Assignment: Search term "white": work out how many lines of the data below contain it, and answer with that number alone.
BEGIN
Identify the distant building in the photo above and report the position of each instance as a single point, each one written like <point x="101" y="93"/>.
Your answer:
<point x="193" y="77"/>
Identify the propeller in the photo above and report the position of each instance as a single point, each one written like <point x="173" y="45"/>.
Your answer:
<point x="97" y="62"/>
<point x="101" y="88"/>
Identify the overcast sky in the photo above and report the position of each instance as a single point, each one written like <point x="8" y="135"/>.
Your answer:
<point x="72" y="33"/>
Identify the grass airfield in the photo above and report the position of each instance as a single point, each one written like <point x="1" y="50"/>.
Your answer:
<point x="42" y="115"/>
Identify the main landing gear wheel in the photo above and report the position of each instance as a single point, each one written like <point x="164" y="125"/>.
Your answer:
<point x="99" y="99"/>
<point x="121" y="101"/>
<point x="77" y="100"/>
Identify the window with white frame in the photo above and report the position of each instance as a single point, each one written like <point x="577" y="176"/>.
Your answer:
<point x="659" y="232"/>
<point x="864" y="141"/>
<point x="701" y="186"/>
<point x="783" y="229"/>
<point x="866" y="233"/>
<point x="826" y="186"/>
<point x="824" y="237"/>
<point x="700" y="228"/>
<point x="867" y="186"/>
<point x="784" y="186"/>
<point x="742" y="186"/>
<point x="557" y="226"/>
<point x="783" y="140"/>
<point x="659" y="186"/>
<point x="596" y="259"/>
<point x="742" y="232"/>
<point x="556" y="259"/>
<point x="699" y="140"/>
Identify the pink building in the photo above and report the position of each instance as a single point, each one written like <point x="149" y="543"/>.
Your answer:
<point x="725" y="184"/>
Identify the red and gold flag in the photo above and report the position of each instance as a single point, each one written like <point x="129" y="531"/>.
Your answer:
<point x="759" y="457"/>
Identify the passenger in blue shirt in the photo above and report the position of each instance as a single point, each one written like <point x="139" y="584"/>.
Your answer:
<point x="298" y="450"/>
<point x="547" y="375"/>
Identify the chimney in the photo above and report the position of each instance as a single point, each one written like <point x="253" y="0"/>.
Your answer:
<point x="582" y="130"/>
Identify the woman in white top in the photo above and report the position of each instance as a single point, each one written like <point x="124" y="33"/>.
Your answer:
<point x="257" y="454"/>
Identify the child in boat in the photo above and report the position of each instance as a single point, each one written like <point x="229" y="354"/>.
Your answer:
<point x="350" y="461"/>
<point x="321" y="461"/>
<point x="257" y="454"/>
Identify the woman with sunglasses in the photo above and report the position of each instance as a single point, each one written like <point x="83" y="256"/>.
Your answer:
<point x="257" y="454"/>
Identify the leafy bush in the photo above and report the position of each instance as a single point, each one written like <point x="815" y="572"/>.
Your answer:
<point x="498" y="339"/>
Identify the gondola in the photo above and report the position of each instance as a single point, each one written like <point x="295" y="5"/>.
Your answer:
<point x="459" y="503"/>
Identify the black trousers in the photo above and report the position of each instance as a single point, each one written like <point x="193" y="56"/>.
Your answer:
END
Exercise response: 2